* 課題 *
1. 本文によると、1888年に長期熟成赤ワインのブルネッロが誕生したのは、どこの農園か。
2. 本文によると、1716年にトスカーナ大公コジモ3世が線引きを行った生産地はどこか。すべて挙げなさい。
3. 本文のうち、「1716年にはトスカーナ大公」から始まり「とって大きなビジネスとなる。」までの部分を、そのまま出力しなさい。

* 本文 *
....
ルネッサンス期に入るとワイン文化も復興する。その中心となったのはトスカーナで、品質の高いワインが造られ、産地の名声が高まった。ワインついての興味深い言及も増えてくる。16世紀の歴史家、地理学者でローマ教皇パウルス3世のワイン担当者でもあったサンテ・ランチェリオはモンテプルチャーノのワインを賛美する言葉を残している。16世紀末の医者、哲学者で作家であったアンドレア・バッチはワインの薬用を示した著作をしたためている。17世紀末に医者、自然学者で詩人でもあったフランチェスコ・レーディの詩集「トスカーナのバッカス」にはワインについての言及が多くある。これらの著作はワインについての関心が高まっていることを伝えると同時に、ワインが単に日常の食事の一部というだけでなく、喜びを与えてくれる文化的産物であるという理解が浸透しつつあることを示している。

1716年にはトスカーナ大公コジモ3世がキアンティ、ポミーノ、カルミニャーノ、ヴァルダルノ・ディ・ソプラの生産地の線引きを行ったが、これは原産地呼称制度の最初の例で、産地がワインの品質に大きな影響を与えるという認識が共有されていたことがわかる。

1773年にシチリア島マルサラでイギリス人、ジョン・ウッドハウスで酒精強化ワインを生産し、世界的成功を収め、マルサラ酒はシチリアにとって大きなビジネスとなる。

1861年にはサヴォイア王家によりイアリアが統一され、近代国家イタリア王国が誕生する。その前後にワイン界でも活発な動きが出てくる。バローロ地区一帯の領主であったジュリエット・コルベール伯爵夫人と後にイタリア王国初代首相となるカミッロ・カヴール伯爵はフランスの醸造家ルイ・ウダールの力を借り、それまではやや甘口であったバローロを長期熟成辛口赤ワインとして生まれ変わらせ、「ワインの王、王のワイン」としての名声を築く。

1870年前後にはトスカーナのキアンティ地方でベッティーノ・リカーゾリ男爵が、今日のキアンティのベースとなる品種構成を定める。

1888年にはモンタルチーノのグレッポ農園でフェッルッチョ・ビオンディ・サンティにより長期熟成赤ワインのブルネッロが誕生する。
....
* 保存データ *
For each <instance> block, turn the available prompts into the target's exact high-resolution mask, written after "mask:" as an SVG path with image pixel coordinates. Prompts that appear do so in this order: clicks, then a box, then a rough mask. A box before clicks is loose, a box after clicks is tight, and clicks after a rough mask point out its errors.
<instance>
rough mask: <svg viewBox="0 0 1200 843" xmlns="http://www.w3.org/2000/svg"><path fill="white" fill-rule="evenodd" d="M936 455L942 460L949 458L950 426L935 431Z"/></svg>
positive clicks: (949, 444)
....
* 各課題の解答 *
1. モンタルチーノのグレッポ農園である。

2. キアンティ、ポミーノ、カルミニャーノ、ヴァルダルノ・ディ・ソプラ

3.
1716年にはトスカーナ大公コジモ3世がキアンティ、ポミーノ、カルミニャーノ、ヴァルダルノ・ディ・ソプラの生産地の線引きを行ったが、これは原産地呼称制度の最初の例で、産地がワインの品質に大きな影響を与えるという認識が共有されていたことがわかる。

1773年にシチリア島マルサラでイギリス人、ジョン・ウッドハウスで酒精強化ワインを生産し、世界的成功を収め、マルサラ酒はシチリアにとって大きなビジネスとなる。